Records excerpted from a collection
begin
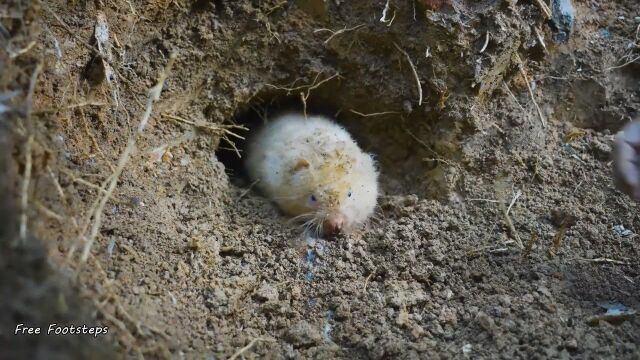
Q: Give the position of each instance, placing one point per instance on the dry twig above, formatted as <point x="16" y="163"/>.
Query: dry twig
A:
<point x="533" y="98"/>
<point x="415" y="72"/>
<point x="249" y="346"/>
<point x="375" y="114"/>
<point x="337" y="32"/>
<point x="26" y="179"/>
<point x="154" y="95"/>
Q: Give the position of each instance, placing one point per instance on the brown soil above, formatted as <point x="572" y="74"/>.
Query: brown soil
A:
<point x="188" y="261"/>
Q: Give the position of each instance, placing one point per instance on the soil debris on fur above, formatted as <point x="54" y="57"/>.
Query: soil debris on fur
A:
<point x="494" y="235"/>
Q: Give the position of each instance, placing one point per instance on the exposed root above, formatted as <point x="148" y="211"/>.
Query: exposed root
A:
<point x="26" y="179"/>
<point x="218" y="129"/>
<point x="375" y="114"/>
<point x="249" y="346"/>
<point x="338" y="32"/>
<point x="415" y="72"/>
<point x="154" y="95"/>
<point x="546" y="11"/>
<point x="533" y="98"/>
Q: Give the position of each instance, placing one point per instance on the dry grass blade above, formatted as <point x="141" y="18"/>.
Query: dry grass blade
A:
<point x="415" y="72"/>
<point x="249" y="346"/>
<point x="533" y="98"/>
<point x="26" y="179"/>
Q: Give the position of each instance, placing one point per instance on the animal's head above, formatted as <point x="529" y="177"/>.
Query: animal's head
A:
<point x="335" y="193"/>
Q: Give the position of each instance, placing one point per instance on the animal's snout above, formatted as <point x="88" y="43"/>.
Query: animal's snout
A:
<point x="334" y="224"/>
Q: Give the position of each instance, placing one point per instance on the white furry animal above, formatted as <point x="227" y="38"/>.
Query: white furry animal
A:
<point x="314" y="171"/>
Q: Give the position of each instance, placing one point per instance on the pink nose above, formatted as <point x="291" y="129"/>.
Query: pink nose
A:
<point x="334" y="224"/>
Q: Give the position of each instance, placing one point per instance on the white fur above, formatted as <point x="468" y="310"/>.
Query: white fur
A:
<point x="333" y="167"/>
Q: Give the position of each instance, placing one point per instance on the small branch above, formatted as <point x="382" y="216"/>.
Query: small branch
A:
<point x="606" y="260"/>
<point x="338" y="32"/>
<point x="486" y="43"/>
<point x="513" y="201"/>
<point x="545" y="9"/>
<point x="385" y="12"/>
<point x="375" y="114"/>
<point x="623" y="65"/>
<point x="513" y="96"/>
<point x="26" y="179"/>
<point x="533" y="98"/>
<point x="154" y="95"/>
<point x="415" y="73"/>
<point x="249" y="346"/>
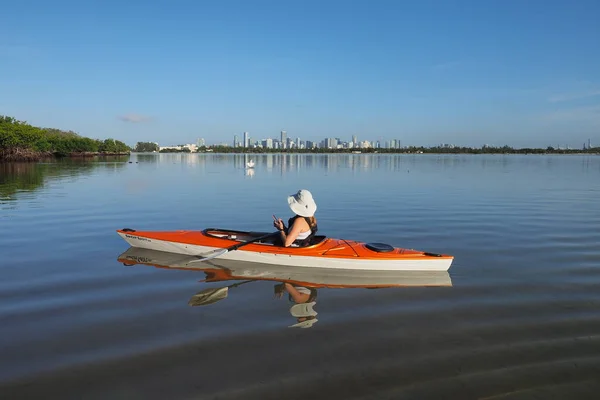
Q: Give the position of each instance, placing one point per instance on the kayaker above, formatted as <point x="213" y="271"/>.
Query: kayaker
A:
<point x="303" y="225"/>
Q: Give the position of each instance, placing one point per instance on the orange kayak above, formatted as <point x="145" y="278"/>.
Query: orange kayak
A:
<point x="258" y="247"/>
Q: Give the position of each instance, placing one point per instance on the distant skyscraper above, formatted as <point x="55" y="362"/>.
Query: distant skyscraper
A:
<point x="284" y="139"/>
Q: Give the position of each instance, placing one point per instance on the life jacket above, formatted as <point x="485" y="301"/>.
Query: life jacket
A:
<point x="308" y="239"/>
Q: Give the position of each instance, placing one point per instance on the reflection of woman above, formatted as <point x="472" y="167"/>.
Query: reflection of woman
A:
<point x="296" y="294"/>
<point x="304" y="299"/>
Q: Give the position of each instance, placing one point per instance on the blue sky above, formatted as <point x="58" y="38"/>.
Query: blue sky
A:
<point x="522" y="73"/>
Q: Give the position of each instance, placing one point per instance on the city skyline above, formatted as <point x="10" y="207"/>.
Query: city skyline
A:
<point x="501" y="73"/>
<point x="338" y="143"/>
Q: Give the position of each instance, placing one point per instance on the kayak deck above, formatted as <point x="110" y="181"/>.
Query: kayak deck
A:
<point x="322" y="253"/>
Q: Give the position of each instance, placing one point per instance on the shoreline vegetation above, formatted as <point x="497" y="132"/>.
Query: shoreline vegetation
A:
<point x="145" y="147"/>
<point x="20" y="141"/>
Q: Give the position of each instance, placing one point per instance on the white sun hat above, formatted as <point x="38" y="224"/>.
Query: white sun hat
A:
<point x="302" y="203"/>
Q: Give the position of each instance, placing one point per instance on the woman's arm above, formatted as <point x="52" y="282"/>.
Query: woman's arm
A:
<point x="293" y="232"/>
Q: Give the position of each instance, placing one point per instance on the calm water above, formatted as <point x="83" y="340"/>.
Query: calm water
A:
<point x="520" y="320"/>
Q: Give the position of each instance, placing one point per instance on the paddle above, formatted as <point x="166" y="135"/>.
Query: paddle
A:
<point x="220" y="252"/>
<point x="211" y="295"/>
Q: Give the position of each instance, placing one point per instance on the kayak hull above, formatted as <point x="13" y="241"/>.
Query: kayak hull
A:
<point x="220" y="270"/>
<point x="328" y="253"/>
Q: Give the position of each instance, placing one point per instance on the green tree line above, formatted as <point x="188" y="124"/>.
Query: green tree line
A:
<point x="22" y="141"/>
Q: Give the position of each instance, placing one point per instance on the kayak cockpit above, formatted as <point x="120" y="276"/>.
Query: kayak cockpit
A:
<point x="244" y="236"/>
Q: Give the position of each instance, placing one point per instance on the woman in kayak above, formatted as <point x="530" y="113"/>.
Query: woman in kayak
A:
<point x="302" y="226"/>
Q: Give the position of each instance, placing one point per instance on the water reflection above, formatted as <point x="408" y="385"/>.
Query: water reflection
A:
<point x="29" y="177"/>
<point x="299" y="285"/>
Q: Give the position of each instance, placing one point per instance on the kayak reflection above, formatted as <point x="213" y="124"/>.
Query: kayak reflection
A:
<point x="298" y="284"/>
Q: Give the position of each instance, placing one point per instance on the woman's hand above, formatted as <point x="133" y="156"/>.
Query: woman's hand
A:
<point x="278" y="223"/>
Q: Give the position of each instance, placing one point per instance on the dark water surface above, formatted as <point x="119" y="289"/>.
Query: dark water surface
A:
<point x="520" y="320"/>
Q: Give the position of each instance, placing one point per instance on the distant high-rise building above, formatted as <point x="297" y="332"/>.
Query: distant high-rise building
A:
<point x="284" y="139"/>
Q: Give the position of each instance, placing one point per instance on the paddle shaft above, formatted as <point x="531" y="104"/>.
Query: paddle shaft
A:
<point x="220" y="252"/>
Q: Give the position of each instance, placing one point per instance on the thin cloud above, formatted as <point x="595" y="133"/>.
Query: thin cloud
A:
<point x="134" y="118"/>
<point x="558" y="98"/>
<point x="445" y="66"/>
<point x="589" y="114"/>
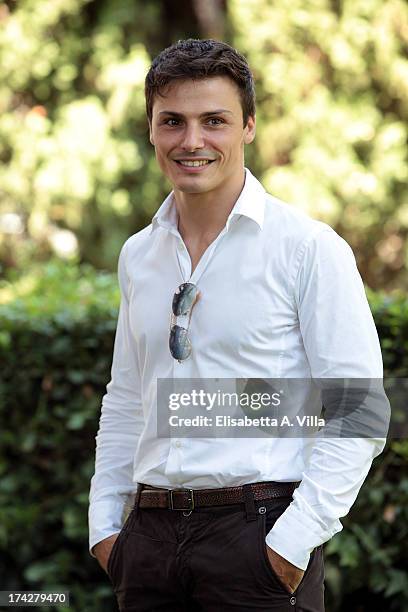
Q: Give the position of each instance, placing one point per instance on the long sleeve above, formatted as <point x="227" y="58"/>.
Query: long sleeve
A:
<point x="340" y="340"/>
<point x="120" y="425"/>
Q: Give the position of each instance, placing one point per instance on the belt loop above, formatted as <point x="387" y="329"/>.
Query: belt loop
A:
<point x="249" y="501"/>
<point x="137" y="498"/>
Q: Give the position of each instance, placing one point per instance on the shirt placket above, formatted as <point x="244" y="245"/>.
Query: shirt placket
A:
<point x="179" y="446"/>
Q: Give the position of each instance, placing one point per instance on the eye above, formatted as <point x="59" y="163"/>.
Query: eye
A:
<point x="215" y="121"/>
<point x="171" y="122"/>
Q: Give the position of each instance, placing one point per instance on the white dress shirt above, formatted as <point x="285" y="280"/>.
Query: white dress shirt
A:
<point x="281" y="297"/>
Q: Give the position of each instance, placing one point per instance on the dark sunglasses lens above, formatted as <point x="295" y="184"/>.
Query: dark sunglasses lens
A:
<point x="184" y="299"/>
<point x="179" y="344"/>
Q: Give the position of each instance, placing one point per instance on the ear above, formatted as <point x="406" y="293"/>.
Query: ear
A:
<point x="249" y="130"/>
<point x="150" y="133"/>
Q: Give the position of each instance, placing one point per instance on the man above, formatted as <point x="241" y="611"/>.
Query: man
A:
<point x="255" y="290"/>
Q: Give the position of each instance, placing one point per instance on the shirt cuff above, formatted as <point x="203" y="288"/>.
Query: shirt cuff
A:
<point x="296" y="534"/>
<point x="105" y="519"/>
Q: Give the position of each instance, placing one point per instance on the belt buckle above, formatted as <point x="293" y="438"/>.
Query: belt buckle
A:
<point x="190" y="499"/>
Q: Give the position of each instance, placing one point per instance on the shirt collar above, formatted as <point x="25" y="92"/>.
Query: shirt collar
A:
<point x="251" y="204"/>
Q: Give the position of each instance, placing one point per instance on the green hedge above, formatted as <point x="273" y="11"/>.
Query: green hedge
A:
<point x="56" y="339"/>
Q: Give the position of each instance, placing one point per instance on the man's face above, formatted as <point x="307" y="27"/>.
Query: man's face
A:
<point x="200" y="121"/>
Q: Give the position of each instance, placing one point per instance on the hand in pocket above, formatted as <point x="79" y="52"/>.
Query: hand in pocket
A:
<point x="103" y="549"/>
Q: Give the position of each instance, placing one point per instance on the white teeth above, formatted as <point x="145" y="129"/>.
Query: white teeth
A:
<point x="194" y="163"/>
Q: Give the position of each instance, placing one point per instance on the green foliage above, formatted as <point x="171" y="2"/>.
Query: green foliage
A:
<point x="332" y="117"/>
<point x="55" y="349"/>
<point x="78" y="169"/>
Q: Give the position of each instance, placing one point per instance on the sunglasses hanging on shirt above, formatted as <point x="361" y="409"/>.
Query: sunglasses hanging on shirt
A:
<point x="183" y="301"/>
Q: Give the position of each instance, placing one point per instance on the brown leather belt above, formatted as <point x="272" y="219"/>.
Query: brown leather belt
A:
<point x="188" y="499"/>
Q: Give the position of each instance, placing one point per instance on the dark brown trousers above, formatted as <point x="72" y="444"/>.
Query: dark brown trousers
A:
<point x="210" y="560"/>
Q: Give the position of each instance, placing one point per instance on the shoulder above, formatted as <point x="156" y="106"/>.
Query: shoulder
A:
<point x="297" y="231"/>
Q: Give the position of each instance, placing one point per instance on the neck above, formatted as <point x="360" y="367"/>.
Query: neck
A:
<point x="203" y="215"/>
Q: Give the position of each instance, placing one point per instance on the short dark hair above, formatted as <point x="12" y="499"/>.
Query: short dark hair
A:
<point x="199" y="59"/>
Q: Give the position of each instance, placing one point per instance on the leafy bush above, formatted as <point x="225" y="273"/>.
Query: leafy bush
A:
<point x="57" y="329"/>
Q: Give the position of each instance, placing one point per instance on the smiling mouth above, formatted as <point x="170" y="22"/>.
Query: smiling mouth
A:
<point x="194" y="163"/>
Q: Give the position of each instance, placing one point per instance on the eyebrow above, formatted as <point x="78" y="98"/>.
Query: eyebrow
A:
<point x="219" y="111"/>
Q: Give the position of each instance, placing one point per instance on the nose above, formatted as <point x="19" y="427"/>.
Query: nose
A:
<point x="192" y="138"/>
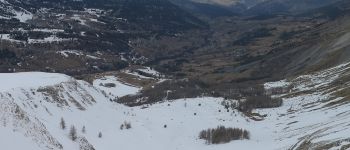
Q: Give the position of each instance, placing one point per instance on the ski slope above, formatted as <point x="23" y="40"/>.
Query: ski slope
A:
<point x="32" y="105"/>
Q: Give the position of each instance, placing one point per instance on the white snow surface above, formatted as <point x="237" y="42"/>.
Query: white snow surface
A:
<point x="32" y="105"/>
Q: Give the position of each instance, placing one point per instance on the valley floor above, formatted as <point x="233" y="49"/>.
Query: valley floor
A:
<point x="32" y="105"/>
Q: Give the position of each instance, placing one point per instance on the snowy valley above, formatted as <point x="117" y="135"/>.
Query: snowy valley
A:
<point x="34" y="103"/>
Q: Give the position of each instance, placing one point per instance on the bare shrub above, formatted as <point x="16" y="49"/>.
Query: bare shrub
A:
<point x="126" y="125"/>
<point x="221" y="135"/>
<point x="73" y="133"/>
<point x="63" y="124"/>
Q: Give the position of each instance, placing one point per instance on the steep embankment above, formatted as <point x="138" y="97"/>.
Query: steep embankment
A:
<point x="314" y="115"/>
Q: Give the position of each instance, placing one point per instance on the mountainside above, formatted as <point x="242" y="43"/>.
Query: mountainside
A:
<point x="174" y="74"/>
<point x="32" y="112"/>
<point x="85" y="36"/>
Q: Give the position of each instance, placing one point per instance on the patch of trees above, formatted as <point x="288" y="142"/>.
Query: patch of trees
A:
<point x="259" y="101"/>
<point x="222" y="134"/>
<point x="249" y="37"/>
<point x="167" y="90"/>
<point x="7" y="54"/>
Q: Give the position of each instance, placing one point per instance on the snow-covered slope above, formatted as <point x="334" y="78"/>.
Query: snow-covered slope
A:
<point x="313" y="115"/>
<point x="9" y="11"/>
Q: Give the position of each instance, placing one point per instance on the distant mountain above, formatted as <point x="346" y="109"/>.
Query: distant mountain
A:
<point x="287" y="6"/>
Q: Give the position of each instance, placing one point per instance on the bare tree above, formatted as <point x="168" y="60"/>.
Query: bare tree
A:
<point x="63" y="124"/>
<point x="73" y="133"/>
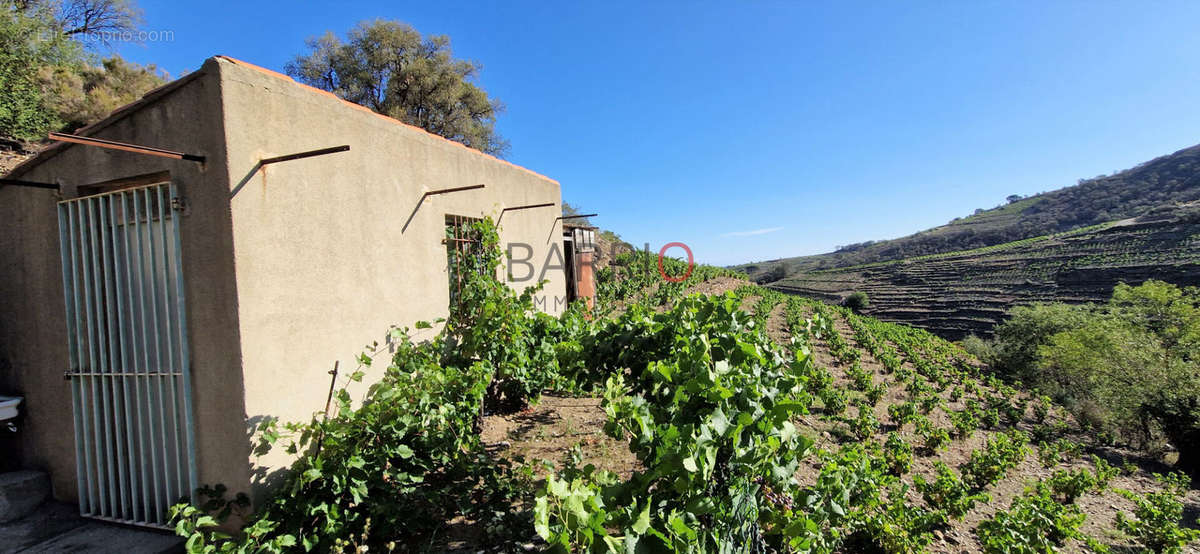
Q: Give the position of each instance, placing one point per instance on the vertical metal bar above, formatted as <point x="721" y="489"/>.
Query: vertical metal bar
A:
<point x="105" y="312"/>
<point x="145" y="348"/>
<point x="133" y="248"/>
<point x="161" y="440"/>
<point x="118" y="353"/>
<point x="96" y="229"/>
<point x="167" y="331"/>
<point x="94" y="344"/>
<point x="185" y="355"/>
<point x="70" y="279"/>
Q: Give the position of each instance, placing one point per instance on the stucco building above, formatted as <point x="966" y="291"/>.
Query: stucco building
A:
<point x="204" y="293"/>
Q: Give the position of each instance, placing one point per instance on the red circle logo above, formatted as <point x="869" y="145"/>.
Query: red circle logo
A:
<point x="691" y="263"/>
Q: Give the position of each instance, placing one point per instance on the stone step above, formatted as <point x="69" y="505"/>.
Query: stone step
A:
<point x="106" y="539"/>
<point x="58" y="528"/>
<point x="21" y="493"/>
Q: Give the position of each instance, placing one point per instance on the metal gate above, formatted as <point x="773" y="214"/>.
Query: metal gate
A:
<point x="127" y="335"/>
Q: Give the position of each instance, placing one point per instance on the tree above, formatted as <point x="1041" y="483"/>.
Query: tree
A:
<point x="1014" y="353"/>
<point x="570" y="210"/>
<point x="29" y="40"/>
<point x="1137" y="361"/>
<point x="89" y="94"/>
<point x="48" y="80"/>
<point x="388" y="66"/>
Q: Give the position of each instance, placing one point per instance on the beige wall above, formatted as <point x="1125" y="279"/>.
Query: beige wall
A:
<point x="33" y="331"/>
<point x="324" y="263"/>
<point x="288" y="268"/>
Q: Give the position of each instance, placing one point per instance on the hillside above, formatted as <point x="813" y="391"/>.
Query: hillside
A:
<point x="1163" y="181"/>
<point x="969" y="291"/>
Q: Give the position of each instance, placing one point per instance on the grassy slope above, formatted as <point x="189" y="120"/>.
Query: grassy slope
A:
<point x="1131" y="193"/>
<point x="969" y="291"/>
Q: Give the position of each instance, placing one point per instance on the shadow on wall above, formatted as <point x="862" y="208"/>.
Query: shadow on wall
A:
<point x="262" y="480"/>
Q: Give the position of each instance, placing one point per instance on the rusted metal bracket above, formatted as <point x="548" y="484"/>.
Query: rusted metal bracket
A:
<point x="528" y="206"/>
<point x="125" y="146"/>
<point x="305" y="155"/>
<point x="431" y="193"/>
<point x="445" y="191"/>
<point x="16" y="182"/>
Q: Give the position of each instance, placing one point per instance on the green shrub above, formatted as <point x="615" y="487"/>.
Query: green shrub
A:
<point x="1035" y="523"/>
<point x="948" y="493"/>
<point x="989" y="464"/>
<point x="898" y="455"/>
<point x="857" y="301"/>
<point x="1157" y="516"/>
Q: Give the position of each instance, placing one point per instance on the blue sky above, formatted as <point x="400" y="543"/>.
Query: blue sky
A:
<point x="756" y="130"/>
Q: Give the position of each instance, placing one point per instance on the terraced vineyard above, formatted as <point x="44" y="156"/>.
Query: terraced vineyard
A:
<point x="960" y="293"/>
<point x="708" y="415"/>
<point x="942" y="439"/>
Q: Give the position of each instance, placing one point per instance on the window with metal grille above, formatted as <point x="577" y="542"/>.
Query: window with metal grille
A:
<point x="463" y="251"/>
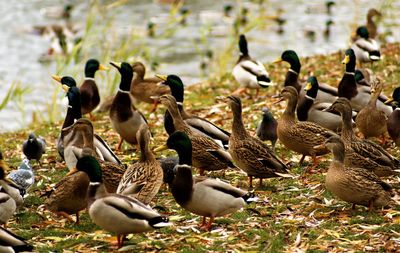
end
The task:
Which lines in the data above contain the string "placket"? List every one of them.

Correct output:
Q: Give the position of each instance, placing one point per instance on the shirt placket above, formatted as <point x="244" y="245"/>.
Query: shirt placket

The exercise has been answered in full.